EXERCISE DETAILS
Continue the exchange about the origin of life and the origin of species, picking up after its last sentence.

I didn’t move anything. The designer I have in mind didn’t create himself.
Then your designer did not originate life, unless the designer is non-living. The origin of life is simultaneous with the origin of the (living) designer.
Now you are claiming I am moving the goalposts?
You are. You started out talking about the origin of life. You switched to the origin of a species. Those are different things.
No I didn’t and irrelevant.
It is irrelevant to your original question about the origin of life. It is not irrelevant to your shifted question about the origin of a species.
If I remember correctly from online sources, the book starting point was that life already existed and it then tries to demonstrate how differentiation of species may have happened. The book doesn’t show how life originates.
Correct. which is why I said you were moving the goalposts when you switched from the origin of life to the origin of a species. They are different questions, with different answers. That is why scientists call one “abiogenesis” and the other “evolution”.
Furthermore, it can not explain the Cambrian Explosion which more or less destroyed this hypothesis.

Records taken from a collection
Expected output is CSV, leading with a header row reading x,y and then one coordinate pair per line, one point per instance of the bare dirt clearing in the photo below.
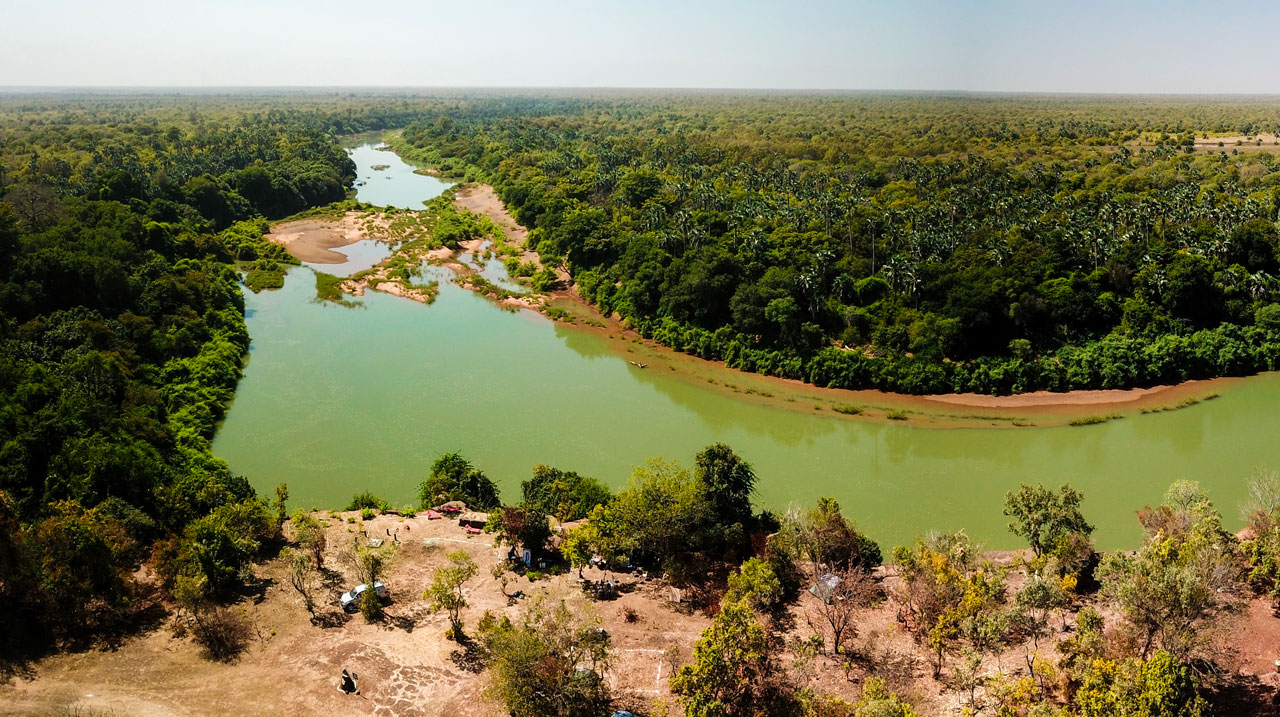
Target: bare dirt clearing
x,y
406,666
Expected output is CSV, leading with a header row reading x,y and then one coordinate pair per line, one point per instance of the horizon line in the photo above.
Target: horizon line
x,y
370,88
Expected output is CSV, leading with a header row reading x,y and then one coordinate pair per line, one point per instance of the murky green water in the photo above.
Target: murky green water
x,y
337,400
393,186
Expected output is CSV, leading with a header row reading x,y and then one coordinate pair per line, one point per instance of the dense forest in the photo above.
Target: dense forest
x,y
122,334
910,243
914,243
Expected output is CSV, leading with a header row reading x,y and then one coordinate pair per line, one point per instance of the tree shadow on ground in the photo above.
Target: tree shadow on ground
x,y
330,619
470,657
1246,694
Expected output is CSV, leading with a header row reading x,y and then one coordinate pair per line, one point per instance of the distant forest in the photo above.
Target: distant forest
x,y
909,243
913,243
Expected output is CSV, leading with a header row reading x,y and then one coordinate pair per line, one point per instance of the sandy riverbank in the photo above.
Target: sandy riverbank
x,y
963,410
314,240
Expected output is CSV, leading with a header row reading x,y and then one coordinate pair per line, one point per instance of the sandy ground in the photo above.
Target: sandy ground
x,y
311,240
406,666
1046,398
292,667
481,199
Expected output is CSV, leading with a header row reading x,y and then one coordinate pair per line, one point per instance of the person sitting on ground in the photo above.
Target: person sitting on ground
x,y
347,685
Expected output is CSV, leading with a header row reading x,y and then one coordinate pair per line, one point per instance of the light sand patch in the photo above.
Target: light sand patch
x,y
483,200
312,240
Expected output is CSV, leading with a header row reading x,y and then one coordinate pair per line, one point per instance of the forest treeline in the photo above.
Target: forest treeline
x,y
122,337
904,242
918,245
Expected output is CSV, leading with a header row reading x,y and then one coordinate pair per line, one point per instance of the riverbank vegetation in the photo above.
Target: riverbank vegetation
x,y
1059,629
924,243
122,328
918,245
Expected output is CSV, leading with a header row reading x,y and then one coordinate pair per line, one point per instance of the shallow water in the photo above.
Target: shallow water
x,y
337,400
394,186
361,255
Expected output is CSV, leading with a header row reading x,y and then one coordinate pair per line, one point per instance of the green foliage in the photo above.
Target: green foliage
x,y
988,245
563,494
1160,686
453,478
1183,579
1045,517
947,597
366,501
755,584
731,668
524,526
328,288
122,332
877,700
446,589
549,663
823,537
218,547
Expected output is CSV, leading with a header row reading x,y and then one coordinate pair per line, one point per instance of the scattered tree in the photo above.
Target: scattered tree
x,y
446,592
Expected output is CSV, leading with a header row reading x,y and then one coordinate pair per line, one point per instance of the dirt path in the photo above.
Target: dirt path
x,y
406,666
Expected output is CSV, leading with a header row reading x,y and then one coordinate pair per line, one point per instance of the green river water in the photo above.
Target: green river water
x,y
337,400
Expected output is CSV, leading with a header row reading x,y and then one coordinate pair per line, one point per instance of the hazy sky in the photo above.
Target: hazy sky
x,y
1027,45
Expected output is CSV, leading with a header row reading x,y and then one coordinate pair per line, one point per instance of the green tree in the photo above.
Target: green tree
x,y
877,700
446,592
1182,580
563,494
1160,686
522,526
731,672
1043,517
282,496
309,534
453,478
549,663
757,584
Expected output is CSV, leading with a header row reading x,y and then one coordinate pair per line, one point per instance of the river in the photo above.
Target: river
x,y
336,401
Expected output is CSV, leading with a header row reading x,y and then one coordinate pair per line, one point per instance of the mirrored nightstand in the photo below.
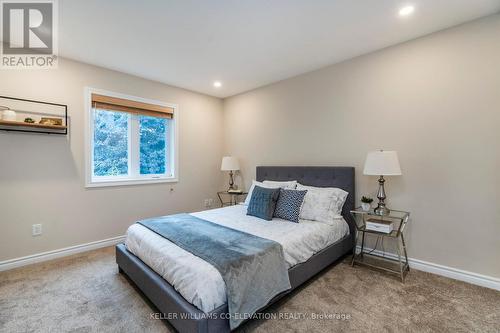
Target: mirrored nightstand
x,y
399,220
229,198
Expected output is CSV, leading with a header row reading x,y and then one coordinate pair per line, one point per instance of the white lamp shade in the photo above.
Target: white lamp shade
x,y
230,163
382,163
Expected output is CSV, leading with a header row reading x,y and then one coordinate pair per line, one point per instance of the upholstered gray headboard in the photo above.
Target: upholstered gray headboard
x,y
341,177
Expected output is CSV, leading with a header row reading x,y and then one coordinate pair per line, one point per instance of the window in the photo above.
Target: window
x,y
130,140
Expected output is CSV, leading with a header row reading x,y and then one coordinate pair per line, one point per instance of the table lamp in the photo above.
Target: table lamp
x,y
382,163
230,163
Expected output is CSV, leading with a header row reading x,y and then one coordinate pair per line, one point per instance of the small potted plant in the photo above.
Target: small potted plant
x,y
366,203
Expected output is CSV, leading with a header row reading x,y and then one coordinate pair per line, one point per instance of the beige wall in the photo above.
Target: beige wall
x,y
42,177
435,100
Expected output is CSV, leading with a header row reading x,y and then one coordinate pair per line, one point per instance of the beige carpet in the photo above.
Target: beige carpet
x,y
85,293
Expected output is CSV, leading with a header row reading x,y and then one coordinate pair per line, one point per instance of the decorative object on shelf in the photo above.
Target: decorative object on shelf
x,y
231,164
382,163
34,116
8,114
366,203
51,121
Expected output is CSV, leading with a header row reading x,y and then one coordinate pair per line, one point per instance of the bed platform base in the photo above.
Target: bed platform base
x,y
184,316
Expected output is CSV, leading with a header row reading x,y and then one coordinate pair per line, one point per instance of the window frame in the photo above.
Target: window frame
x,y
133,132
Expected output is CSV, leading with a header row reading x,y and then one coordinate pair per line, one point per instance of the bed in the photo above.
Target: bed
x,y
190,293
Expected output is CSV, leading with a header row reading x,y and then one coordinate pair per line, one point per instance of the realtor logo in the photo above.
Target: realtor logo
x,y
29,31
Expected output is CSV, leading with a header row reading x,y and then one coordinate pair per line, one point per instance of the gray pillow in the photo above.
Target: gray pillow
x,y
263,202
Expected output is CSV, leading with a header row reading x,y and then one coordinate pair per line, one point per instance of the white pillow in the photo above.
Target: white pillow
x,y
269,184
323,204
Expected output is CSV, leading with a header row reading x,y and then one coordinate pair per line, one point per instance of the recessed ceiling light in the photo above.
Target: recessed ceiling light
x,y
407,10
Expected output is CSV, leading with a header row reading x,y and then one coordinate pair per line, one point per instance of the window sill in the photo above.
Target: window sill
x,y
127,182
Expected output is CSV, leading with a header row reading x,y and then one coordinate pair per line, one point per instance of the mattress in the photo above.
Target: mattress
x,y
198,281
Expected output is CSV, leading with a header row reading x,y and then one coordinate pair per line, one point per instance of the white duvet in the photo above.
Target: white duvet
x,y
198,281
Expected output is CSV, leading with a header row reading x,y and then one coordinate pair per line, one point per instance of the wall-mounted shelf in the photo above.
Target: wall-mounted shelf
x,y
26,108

OUTPUT OF THE EXERCISE
Some creationist websites lie about the significance of the Cambrian Explosion. Life existed before the Cambrian Explosion, which took about ten milllion years, and life existed in more variations after the explosion. That is not a problam for evolution.
The Many Worlds Hypothesis(MWH) is just another desperate attempt to increase the probability pool when the Single World odds for fine tuning for intelligent life became so terribly remote.
The MWH has some supporting evidence. Fine tuning is a silly argument since we have so little data to go on, 99.99999% of the universe is unsuitable for life and we know that life adapts to its environment or goes extinct. Hence any surviving life will be adapted to its environment.
I don’t need to. You were trying to explain how lifeless elements became life and how things came into existence. Not me. It is futile to get me off track!
Vitalism was shown to be spurious in the 19th century. Salt is “lifeless elements”, yet salt is incorporated into living organisms. There is no difference between the salt in our bodies and the salt in mines or in the sea.
1)No laws of nature can produce life out of inanimate matter.
You are assuming that science will never be able to fill that particular gap in its knowledge. Be very careful about doing that. There used to be a gap called “What causes thunder?” Gods like Thor and Zeus lived in that gap. Science closed the gap and those gods have nowhere to live any more. Forcing your designer to be a god-of-the-gaps is a recipe for a homeless designer.
Your response: chemistry (no details provided)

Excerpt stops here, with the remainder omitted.